■ What this task involves
Each line of the data below that holds the word "player" is to be reported in full.
[Input data]
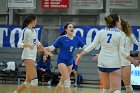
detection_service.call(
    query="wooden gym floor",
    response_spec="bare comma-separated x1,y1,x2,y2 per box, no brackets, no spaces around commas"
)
0,84,140,93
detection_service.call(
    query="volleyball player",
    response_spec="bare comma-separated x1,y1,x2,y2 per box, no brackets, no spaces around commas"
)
13,14,52,93
46,23,85,93
120,19,140,93
76,14,139,93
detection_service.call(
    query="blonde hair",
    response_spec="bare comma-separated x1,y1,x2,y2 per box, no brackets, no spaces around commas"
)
121,19,132,37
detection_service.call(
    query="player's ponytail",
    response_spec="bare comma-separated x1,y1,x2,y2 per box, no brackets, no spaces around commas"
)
121,19,132,37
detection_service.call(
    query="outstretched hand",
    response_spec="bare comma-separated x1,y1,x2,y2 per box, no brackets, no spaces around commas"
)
75,55,81,65
45,47,50,51
44,50,54,57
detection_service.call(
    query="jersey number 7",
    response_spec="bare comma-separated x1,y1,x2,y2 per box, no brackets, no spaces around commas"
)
107,34,112,43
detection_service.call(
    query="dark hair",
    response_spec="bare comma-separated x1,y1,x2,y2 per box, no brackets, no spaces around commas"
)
60,31,66,36
40,52,50,61
22,14,37,29
60,23,73,35
104,14,120,28
121,19,132,37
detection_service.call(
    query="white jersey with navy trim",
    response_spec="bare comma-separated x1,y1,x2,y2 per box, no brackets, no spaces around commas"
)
121,34,140,66
84,28,128,68
18,28,41,61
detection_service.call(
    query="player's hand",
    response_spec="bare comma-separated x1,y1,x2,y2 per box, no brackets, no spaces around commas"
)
28,44,34,50
44,50,54,57
45,47,50,51
75,54,81,65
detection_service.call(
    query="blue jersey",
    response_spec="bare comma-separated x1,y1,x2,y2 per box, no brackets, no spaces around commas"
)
53,35,84,65
36,60,51,71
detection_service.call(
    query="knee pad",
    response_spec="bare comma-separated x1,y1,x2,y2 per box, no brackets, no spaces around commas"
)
13,90,17,93
58,79,64,87
102,88,110,93
64,79,71,88
125,85,133,92
30,78,38,86
114,90,121,93
24,81,30,87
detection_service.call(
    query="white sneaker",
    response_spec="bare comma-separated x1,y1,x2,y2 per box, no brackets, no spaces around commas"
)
47,80,52,85
74,83,78,87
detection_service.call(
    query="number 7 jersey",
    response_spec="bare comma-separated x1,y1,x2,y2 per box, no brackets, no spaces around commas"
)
84,28,128,68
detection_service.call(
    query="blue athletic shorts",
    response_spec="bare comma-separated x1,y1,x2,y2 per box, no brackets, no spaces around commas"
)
57,58,73,66
72,65,78,70
98,67,120,73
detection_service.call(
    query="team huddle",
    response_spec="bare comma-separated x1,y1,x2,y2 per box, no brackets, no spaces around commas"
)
13,14,140,93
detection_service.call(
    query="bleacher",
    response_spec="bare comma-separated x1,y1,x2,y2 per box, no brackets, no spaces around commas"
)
0,47,100,85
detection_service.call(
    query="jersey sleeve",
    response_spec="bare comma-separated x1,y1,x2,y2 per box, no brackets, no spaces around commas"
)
17,29,27,48
47,37,62,51
130,34,140,47
53,36,62,48
47,45,56,51
119,34,129,57
84,31,100,52
35,30,41,46
36,38,41,46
[/Input data]
■ Reply
    query="volleyball player",
    query="player's ponytail",
    query="player's hand",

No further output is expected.